**Objective**
Turn each line of the listing below into a row of a Markdown table with two columns, n for the row number and Line for the line itself, skipping blank lines. Leave the pictures out.

────────────────────────────────────────

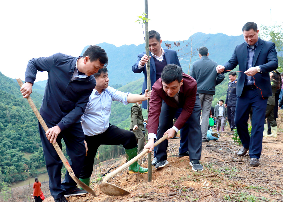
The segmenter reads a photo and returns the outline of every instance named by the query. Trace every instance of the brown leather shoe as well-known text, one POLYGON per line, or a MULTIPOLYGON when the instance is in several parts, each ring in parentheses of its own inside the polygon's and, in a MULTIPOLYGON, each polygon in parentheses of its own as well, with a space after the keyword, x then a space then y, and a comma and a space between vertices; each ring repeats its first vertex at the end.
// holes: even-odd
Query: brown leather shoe
POLYGON ((250 159, 250 165, 251 166, 258 166, 260 165, 260 161, 256 158, 252 158, 250 159))
POLYGON ((246 154, 248 151, 248 148, 245 148, 243 147, 241 148, 237 154, 239 156, 241 156, 246 154))

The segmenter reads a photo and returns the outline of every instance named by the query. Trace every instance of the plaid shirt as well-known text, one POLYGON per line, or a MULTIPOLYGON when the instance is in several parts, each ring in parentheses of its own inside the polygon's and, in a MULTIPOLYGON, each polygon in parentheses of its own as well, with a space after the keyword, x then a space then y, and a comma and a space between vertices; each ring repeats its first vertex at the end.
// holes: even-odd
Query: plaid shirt
MULTIPOLYGON (((247 68, 246 70, 252 67, 253 63, 254 63, 254 53, 256 51, 256 49, 258 46, 258 40, 255 44, 253 48, 252 48, 247 43, 247 46, 248 47, 248 54, 247 55, 247 68)), ((254 85, 254 79, 252 76, 248 76, 246 75, 246 79, 245 80, 245 85, 254 85)))

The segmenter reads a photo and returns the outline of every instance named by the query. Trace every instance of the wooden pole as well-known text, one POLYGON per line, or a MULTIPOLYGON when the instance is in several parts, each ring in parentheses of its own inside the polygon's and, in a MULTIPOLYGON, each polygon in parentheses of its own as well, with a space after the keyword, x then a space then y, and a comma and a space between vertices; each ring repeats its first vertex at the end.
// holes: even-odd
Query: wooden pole
MULTIPOLYGON (((144 13, 145 14, 145 17, 148 18, 148 12, 147 10, 147 0, 144 0, 144 13)), ((149 45, 148 42, 148 22, 145 22, 145 52, 149 59, 149 45)), ((151 90, 151 85, 150 83, 150 63, 149 60, 146 64, 147 79, 147 88, 149 91, 151 90)), ((149 100, 147 100, 147 115, 149 111, 149 100)), ((148 180, 149 182, 151 181, 151 153, 149 153, 147 154, 147 160, 148 161, 148 180)))

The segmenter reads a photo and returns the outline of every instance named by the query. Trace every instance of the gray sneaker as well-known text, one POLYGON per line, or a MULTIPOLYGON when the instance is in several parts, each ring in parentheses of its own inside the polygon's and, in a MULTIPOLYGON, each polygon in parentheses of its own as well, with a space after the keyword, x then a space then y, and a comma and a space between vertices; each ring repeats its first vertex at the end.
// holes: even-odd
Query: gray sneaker
POLYGON ((193 170, 194 171, 202 171, 203 170, 203 167, 200 163, 198 159, 192 159, 190 161, 190 165, 192 167, 193 170))
POLYGON ((162 168, 165 166, 169 163, 168 161, 166 160, 164 160, 161 162, 159 162, 156 164, 155 166, 155 169, 156 170, 159 170, 160 168, 162 168))
POLYGON ((151 161, 151 165, 155 166, 156 165, 156 164, 157 163, 157 158, 156 157, 155 157, 151 161))

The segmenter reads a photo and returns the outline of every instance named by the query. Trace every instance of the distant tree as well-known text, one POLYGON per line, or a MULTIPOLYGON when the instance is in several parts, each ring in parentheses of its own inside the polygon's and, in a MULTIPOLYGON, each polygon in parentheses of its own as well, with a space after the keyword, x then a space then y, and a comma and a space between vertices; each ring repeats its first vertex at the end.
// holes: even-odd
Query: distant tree
POLYGON ((278 59, 278 69, 282 72, 283 70, 283 22, 280 25, 267 26, 261 25, 262 31, 260 32, 260 37, 263 40, 271 41, 275 44, 278 59))
MULTIPOLYGON (((203 39, 203 36, 196 38, 196 37, 197 36, 191 36, 187 40, 184 40, 181 42, 179 41, 175 42, 174 42, 173 46, 171 44, 165 43, 165 46, 168 49, 172 49, 175 47, 179 47, 176 51, 179 59, 185 57, 189 58, 186 61, 187 61, 185 63, 185 64, 188 63, 188 74, 189 74, 191 64, 192 63, 192 61, 198 58, 198 57, 196 57, 198 54, 198 49, 203 46, 209 39, 209 38, 203 39)), ((184 61, 182 60, 182 61, 184 61)))
POLYGON ((11 188, 8 186, 8 184, 6 182, 3 182, 1 184, 1 188, 0 196, 3 202, 8 201, 12 198, 12 194, 11 192, 11 188))

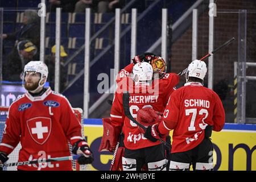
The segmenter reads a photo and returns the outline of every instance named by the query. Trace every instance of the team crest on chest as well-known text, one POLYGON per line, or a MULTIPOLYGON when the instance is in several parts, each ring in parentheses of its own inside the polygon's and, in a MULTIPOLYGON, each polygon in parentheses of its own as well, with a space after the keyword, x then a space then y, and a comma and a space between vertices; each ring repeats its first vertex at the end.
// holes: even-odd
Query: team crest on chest
POLYGON ((35 117, 27 121, 27 126, 33 140, 43 144, 51 134, 52 120, 50 118, 35 117))

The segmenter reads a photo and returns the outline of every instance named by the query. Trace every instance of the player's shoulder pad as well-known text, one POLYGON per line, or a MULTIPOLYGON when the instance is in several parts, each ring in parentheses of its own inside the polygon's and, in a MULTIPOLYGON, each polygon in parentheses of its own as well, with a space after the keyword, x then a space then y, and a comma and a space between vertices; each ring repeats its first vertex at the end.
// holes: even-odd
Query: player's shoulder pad
MULTIPOLYGON (((68 105, 70 106, 70 107, 72 108, 71 104, 70 104, 69 101, 68 101, 68 100, 67 98, 67 97, 61 94, 61 93, 59 93, 59 92, 53 91, 53 90, 52 92, 52 94, 55 96, 59 96, 60 99, 62 99, 63 100, 64 100, 65 102, 67 102, 68 104, 68 105)), ((72 111, 73 112, 73 110, 72 110, 72 111)))
POLYGON ((10 108, 11 108, 11 107, 12 106, 13 106, 15 104, 15 103, 16 103, 19 100, 21 100, 22 98, 25 97, 25 94, 23 94, 22 95, 19 95, 18 96, 17 98, 16 98, 16 99, 14 100, 14 101, 13 102, 13 103, 11 103, 11 105, 9 106, 9 110, 10 108))
POLYGON ((19 101, 19 100, 22 99, 22 98, 25 97, 25 94, 23 94, 22 95, 19 95, 18 96, 17 98, 16 98, 16 99, 14 100, 14 101, 13 102, 13 104, 14 104, 14 102, 17 102, 18 101, 19 101))
POLYGON ((60 97, 65 97, 65 98, 66 98, 66 97, 65 97, 64 96, 63 96, 63 95, 61 94, 61 93, 59 93, 59 92, 55 92, 55 91, 52 91, 52 93, 53 95, 55 95, 55 96, 60 96, 60 97))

────────────────────────────────────────

**Solution**
| n | Line |
|---|---|
| 1 | The segmenter reads a photo and returns the outline of every instance named by the query. Trace every instance of the brown leather shoe as well-known text, one POLYGON per line, or a MULTIPOLYGON when the instance is in several parts, each ring in parentheses of its own inside the polygon's and, in a MULTIPOLYGON, each polygon in parentheses of its own as well, with a space after the keyword, x then a space then y, and a comma and a space between vertices; each ring repeats its first vertex at the end. |
| 2 | // holes: even-odd |
| 3 | Query: brown leather shoe |
| 4 | POLYGON ((250 159, 250 165, 251 166, 258 166, 260 165, 260 161, 256 158, 252 158, 250 159)) |
| 5 | POLYGON ((246 154, 248 151, 248 148, 245 148, 243 147, 241 148, 237 154, 239 156, 241 156, 246 154)) |
| 6 | The segmenter reads a photo and returns the outline of every instance named by the query. Trace every instance of the plaid shirt as well-known text, one POLYGON per line, or a MULTIPOLYGON when the instance is in several parts, each ring in parentheses of its own inside the polygon's and, in a MULTIPOLYGON, each polygon in parentheses of its own as well, with a space after the keyword, x then a space then y, and a comma and a space between vertices; each ring repeats its first vertex at the end. |
| 7 | // holes: even-odd |
| 8 | Query: plaid shirt |
| 9 | MULTIPOLYGON (((247 68, 246 70, 252 67, 253 63, 254 63, 254 53, 256 51, 256 49, 258 46, 258 40, 255 44, 253 48, 252 48, 247 43, 247 46, 248 47, 248 54, 247 55, 247 68)), ((254 85, 254 79, 252 76, 248 76, 246 75, 246 79, 245 80, 245 85, 254 85))) |
| 10 | The segmenter reads a photo and returns the outline of every instance named by the query. Trace every instance of the wooden pole as well-known text, one POLYGON per line, or a MULTIPOLYGON when the instance is in several parts, each ring in parentheses of its own inside the polygon's and, in a MULTIPOLYGON, each polygon in parentheses of its own as well, with a space after the keyword, x then a space then y, and a comma and a space between vertices; each ring repeats its first vertex at the end. |
| 11 | // holes: even-odd |
| 12 | Query: wooden pole |
| 13 | MULTIPOLYGON (((144 13, 145 14, 145 17, 148 18, 148 12, 147 10, 147 0, 144 0, 144 13)), ((149 45, 148 42, 148 22, 145 22, 145 52, 149 59, 149 45)), ((151 90, 151 85, 150 83, 150 63, 149 60, 146 64, 147 79, 147 88, 149 91, 151 90)), ((149 100, 147 100, 147 115, 149 111, 149 100)), ((148 180, 149 182, 151 181, 151 153, 149 153, 147 154, 147 160, 148 161, 148 180))) |
| 14 | The segmenter reads a photo and returns the outline of every instance named by the query. Trace every instance of the gray sneaker as well-known text, one POLYGON per line, or a MULTIPOLYGON when the instance is in several parts, each ring in parentheses of its own inside the polygon's and, in a MULTIPOLYGON, each polygon in parentheses of its own as well, with a space after the keyword, x then a space then y, and a comma and a space between vertices; each ring repeats its first vertex at the end. |
| 15 | // holes: even-odd |
| 16 | Query: gray sneaker |
| 17 | POLYGON ((193 170, 194 171, 202 171, 203 170, 203 167, 200 163, 198 159, 192 159, 190 161, 190 165, 192 167, 193 170)) |
| 18 | POLYGON ((162 168, 165 166, 169 163, 168 161, 166 160, 164 160, 161 162, 159 162, 156 164, 155 166, 155 169, 156 170, 159 170, 160 168, 162 168)) |
| 19 | POLYGON ((151 161, 151 165, 155 166, 156 165, 156 164, 157 163, 157 158, 156 157, 155 157, 151 161)) |
| 20 | The segmenter reads a photo and returns the outline of every instance named by the query. Trace every instance of the distant tree as well-known text, one POLYGON per line, or a MULTIPOLYGON when the instance is in several parts, each ring in parentheses of its own inside the polygon's and, in a MULTIPOLYGON, each polygon in parentheses of its own as well, with a space after the keyword, x then a space then y, and a comma and a space between vertices; each ring repeats its first vertex at the end. |
| 21 | // holes: even-odd |
| 22 | Query: distant tree |
| 23 | POLYGON ((278 59, 278 69, 282 72, 283 70, 283 22, 280 25, 267 26, 261 25, 262 31, 260 32, 260 37, 263 40, 271 41, 275 44, 278 59)) |
| 24 | MULTIPOLYGON (((203 39, 203 36, 196 38, 196 37, 197 36, 191 36, 187 40, 184 40, 181 42, 179 41, 175 42, 174 42, 173 46, 171 44, 165 43, 165 46, 168 49, 172 49, 175 47, 179 47, 176 51, 179 59, 185 57, 189 58, 186 61, 187 61, 185 63, 185 64, 188 63, 188 74, 189 74, 191 64, 192 63, 192 61, 198 58, 198 57, 196 57, 198 54, 198 49, 203 46, 209 39, 209 38, 203 39)), ((184 61, 182 60, 182 61, 184 61))) |
| 25 | POLYGON ((11 188, 8 186, 8 184, 6 182, 3 182, 1 184, 1 188, 0 196, 3 202, 8 201, 12 198, 12 194, 11 192, 11 188)) |
| 26 | The segmenter reads a photo and returns the outline of every instance named by the query. Trace every instance of the team crest on chest as well-known text, one POLYGON per line, or a MULTIPOLYGON when the instance is in several parts, each ring in parentheses of its own inside the polygon's and, in a MULTIPOLYGON, each polygon in parentheses of its own as well, with a space after the keyword, x then a space then y, and a comma and a space between vertices; each ring repeats its first vertex at the end. |
| 27 | // holes: even-odd |
| 28 | Query: team crest on chest |
| 29 | POLYGON ((35 117, 27 121, 27 126, 33 140, 43 144, 51 134, 52 120, 50 118, 35 117)) |
| 30 | The segmenter reads a photo and returns the outline of every instance named by the query. Trace every instance of the player's shoulder pad as well-known text, one POLYGON per line, or a MULTIPOLYGON when the instance is in several parts, each ring in parentheses of its own inside the polygon's and, in a MULTIPOLYGON, each polygon in parentheses of its own as well, with a space after the keyword, x then a space then y, and a comma and a space between vertices; each ring repeats its first vertex at the end. |
| 31 | // holes: even-odd |
| 32 | Query: player's shoulder pad |
| 33 | MULTIPOLYGON (((68 105, 70 106, 70 107, 72 108, 71 104, 70 104, 69 101, 68 101, 68 100, 67 98, 67 97, 61 94, 61 93, 59 93, 59 92, 53 91, 53 90, 52 92, 52 94, 55 96, 59 96, 60 99, 62 99, 63 100, 64 100, 65 102, 67 102, 68 104, 68 105)), ((72 111, 73 112, 73 110, 72 110, 72 111))) |
| 34 | POLYGON ((10 108, 11 108, 11 107, 12 106, 13 106, 15 104, 15 103, 16 103, 19 100, 21 100, 22 98, 25 97, 25 94, 23 94, 22 95, 19 95, 18 96, 17 98, 16 98, 16 99, 14 100, 14 101, 13 102, 13 103, 11 103, 11 105, 9 106, 9 110, 10 108)) |
| 35 | POLYGON ((19 101, 19 100, 22 99, 22 98, 25 97, 25 94, 23 94, 22 95, 19 95, 18 96, 17 98, 16 98, 16 99, 14 100, 14 101, 13 102, 13 104, 14 104, 14 102, 17 102, 18 101, 19 101)) |
| 36 | POLYGON ((60 97, 65 97, 65 98, 66 98, 66 97, 65 97, 64 96, 63 96, 63 95, 61 94, 61 93, 59 93, 59 92, 55 92, 55 91, 52 91, 52 93, 53 95, 55 95, 55 96, 60 96, 60 97)) |